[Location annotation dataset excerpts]
■ ■ ■ ■

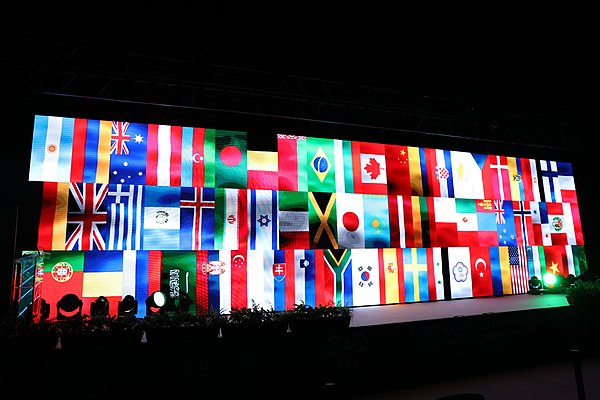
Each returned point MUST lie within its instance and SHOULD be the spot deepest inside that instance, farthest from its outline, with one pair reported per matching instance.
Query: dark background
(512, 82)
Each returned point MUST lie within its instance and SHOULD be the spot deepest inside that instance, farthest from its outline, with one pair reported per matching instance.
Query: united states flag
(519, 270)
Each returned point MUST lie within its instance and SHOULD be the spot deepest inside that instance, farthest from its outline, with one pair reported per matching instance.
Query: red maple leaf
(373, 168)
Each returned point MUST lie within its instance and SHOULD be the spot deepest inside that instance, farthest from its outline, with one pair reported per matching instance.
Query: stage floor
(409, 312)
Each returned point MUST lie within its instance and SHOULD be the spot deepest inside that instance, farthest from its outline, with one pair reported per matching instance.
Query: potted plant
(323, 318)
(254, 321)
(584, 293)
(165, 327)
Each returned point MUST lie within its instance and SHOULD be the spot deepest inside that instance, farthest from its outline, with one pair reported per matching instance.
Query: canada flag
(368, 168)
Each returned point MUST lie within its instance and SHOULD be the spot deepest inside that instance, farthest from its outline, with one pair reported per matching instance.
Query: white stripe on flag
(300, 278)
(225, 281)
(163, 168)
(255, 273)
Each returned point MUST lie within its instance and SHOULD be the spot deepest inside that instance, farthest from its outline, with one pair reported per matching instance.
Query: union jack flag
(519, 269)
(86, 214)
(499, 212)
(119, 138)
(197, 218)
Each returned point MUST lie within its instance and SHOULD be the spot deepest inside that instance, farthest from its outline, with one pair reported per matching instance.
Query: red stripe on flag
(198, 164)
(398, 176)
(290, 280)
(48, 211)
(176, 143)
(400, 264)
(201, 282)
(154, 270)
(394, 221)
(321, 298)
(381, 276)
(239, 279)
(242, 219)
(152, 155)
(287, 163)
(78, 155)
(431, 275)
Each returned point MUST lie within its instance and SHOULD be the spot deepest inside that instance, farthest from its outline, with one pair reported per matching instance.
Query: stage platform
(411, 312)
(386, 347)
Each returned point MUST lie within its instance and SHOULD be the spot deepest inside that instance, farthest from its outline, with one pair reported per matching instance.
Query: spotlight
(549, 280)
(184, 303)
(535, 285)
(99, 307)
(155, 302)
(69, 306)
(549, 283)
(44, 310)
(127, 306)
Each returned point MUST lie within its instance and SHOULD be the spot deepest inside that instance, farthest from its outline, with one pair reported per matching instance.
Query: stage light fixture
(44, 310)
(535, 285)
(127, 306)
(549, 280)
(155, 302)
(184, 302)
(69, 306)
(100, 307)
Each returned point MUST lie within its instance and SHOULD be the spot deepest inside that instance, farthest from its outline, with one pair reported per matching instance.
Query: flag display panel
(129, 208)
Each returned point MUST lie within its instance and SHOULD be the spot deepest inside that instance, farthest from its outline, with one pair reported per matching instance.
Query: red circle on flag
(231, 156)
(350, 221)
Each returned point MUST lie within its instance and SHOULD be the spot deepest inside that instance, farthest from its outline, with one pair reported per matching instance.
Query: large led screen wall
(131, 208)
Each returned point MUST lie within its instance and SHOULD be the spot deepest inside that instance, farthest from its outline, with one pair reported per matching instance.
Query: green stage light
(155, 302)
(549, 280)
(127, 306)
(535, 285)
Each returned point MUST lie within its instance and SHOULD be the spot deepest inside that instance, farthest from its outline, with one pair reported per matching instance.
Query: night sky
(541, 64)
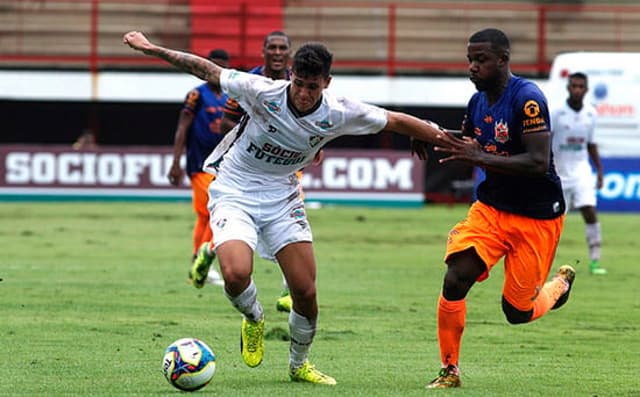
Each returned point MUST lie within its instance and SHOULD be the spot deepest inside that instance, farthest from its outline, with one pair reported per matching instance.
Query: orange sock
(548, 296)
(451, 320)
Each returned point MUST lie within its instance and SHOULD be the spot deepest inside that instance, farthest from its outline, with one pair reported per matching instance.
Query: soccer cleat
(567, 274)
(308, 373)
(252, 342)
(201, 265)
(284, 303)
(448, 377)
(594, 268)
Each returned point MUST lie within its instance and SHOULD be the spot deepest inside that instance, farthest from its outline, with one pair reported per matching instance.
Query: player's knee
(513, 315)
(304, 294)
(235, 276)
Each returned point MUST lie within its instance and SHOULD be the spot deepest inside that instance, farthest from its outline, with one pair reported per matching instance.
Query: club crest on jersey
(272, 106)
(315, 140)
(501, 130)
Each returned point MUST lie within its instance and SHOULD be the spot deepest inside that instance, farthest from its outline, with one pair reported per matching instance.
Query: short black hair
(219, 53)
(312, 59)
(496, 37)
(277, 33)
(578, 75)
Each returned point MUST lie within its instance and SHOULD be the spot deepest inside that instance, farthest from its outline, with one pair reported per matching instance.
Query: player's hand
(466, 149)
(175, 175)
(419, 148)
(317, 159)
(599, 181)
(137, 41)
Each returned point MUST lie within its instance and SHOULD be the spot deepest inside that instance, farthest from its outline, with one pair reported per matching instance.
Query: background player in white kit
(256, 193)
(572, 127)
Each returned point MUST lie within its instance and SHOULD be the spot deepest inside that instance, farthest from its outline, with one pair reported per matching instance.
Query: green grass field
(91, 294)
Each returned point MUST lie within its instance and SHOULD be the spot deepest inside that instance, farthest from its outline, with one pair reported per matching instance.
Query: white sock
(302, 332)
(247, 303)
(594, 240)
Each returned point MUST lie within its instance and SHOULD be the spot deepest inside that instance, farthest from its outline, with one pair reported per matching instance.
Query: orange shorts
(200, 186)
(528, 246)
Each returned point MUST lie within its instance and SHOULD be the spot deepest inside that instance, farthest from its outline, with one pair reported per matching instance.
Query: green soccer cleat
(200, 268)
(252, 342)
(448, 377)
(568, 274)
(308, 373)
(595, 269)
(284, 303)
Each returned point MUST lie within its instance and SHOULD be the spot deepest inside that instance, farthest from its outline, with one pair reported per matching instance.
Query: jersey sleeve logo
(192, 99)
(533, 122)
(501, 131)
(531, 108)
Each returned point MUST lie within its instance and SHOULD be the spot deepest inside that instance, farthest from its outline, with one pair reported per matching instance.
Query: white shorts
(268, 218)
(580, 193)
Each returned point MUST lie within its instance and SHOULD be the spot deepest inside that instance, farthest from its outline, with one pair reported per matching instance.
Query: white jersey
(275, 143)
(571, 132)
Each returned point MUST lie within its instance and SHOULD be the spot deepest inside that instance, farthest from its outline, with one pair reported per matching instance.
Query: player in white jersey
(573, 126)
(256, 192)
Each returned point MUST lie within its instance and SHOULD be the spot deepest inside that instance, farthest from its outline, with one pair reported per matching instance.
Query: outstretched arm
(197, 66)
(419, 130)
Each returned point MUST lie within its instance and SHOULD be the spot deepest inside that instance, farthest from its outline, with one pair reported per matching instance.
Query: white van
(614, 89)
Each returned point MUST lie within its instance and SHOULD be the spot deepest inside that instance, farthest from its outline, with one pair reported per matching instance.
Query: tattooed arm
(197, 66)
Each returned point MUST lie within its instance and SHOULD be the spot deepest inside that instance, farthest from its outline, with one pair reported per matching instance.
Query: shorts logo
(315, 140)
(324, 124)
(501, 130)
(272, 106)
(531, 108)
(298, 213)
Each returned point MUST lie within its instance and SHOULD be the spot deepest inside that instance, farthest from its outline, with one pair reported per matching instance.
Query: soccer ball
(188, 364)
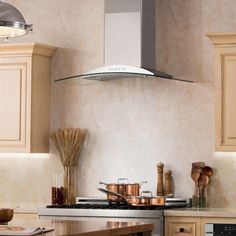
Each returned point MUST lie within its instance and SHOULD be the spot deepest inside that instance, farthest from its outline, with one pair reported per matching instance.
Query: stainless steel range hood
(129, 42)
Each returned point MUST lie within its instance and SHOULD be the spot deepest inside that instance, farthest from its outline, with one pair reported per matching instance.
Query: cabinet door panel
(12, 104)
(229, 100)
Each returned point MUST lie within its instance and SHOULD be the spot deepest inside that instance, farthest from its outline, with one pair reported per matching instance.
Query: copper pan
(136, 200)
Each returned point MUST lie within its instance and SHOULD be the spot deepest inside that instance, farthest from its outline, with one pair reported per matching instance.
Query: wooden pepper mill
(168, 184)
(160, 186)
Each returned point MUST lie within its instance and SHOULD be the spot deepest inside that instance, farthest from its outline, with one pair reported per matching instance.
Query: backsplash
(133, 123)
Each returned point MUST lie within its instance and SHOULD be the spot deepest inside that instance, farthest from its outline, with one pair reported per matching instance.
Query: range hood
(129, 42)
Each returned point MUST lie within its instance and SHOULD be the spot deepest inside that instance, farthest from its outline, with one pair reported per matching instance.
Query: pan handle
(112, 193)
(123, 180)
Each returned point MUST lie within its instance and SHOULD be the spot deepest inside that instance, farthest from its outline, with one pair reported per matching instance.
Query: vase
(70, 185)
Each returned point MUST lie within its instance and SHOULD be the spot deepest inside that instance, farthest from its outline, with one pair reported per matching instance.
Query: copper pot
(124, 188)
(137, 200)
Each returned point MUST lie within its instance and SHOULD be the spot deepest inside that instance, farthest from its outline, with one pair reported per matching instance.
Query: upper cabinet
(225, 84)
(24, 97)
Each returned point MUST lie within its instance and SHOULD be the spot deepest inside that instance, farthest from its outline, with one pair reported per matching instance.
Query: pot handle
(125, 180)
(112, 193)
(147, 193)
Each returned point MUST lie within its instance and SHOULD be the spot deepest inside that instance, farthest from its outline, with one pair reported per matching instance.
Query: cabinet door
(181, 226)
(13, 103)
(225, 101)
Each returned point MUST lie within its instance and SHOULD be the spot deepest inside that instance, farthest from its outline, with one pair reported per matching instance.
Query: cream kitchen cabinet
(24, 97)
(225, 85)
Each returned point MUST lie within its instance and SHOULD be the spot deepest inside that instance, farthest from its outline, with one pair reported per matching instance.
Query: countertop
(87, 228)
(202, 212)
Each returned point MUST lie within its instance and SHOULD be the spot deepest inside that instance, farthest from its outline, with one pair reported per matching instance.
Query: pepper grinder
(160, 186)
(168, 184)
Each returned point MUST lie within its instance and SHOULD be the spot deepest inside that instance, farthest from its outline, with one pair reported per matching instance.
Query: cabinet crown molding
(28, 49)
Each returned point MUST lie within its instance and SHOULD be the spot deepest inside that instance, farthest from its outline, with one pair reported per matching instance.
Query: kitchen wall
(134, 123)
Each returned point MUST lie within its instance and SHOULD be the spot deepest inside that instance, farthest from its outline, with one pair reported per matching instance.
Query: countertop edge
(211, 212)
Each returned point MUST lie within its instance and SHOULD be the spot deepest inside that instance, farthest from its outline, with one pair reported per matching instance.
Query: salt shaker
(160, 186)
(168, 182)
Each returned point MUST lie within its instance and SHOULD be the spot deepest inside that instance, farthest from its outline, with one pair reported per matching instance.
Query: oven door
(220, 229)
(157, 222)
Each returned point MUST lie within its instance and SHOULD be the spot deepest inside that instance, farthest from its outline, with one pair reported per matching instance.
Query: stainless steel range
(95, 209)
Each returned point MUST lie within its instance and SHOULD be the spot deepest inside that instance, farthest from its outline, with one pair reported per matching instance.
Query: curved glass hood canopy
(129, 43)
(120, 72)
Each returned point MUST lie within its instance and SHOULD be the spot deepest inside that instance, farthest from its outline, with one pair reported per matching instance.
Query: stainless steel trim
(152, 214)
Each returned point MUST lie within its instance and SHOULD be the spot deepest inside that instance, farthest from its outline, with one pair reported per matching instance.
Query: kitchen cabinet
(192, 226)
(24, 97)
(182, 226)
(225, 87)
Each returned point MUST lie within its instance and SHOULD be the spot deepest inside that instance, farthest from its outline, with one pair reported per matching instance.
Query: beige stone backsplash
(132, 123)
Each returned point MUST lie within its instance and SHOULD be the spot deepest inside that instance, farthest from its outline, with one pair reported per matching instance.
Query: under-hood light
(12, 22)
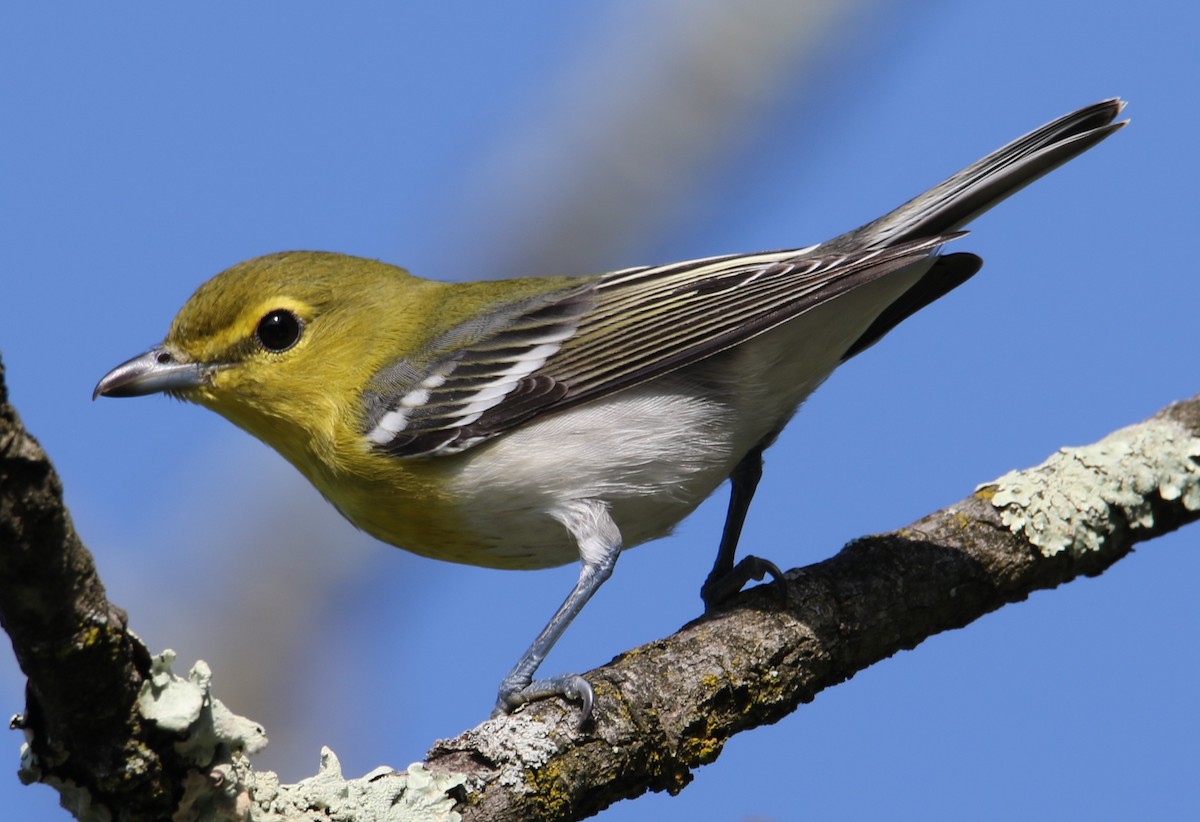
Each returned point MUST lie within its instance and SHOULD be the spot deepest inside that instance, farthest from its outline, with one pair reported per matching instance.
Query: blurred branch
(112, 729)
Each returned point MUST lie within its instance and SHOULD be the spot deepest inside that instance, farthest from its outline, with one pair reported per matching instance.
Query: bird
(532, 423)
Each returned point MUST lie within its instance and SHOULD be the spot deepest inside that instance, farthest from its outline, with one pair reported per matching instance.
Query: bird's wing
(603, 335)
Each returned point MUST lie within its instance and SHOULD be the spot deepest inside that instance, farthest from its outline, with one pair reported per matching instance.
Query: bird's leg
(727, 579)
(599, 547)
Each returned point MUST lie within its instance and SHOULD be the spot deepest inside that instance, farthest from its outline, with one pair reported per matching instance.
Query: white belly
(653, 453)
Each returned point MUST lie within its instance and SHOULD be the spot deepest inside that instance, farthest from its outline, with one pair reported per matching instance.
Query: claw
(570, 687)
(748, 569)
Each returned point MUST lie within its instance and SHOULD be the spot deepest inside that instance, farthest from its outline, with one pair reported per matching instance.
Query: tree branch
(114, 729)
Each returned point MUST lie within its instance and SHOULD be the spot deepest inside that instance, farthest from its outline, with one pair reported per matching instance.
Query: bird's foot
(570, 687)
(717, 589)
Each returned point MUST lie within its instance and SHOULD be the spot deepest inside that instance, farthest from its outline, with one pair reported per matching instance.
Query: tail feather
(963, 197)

■ ■ ■ ■

Return every line of the records above that contains the string "orange".

Response to the task ->
Query: orange sock
Query: orange shorts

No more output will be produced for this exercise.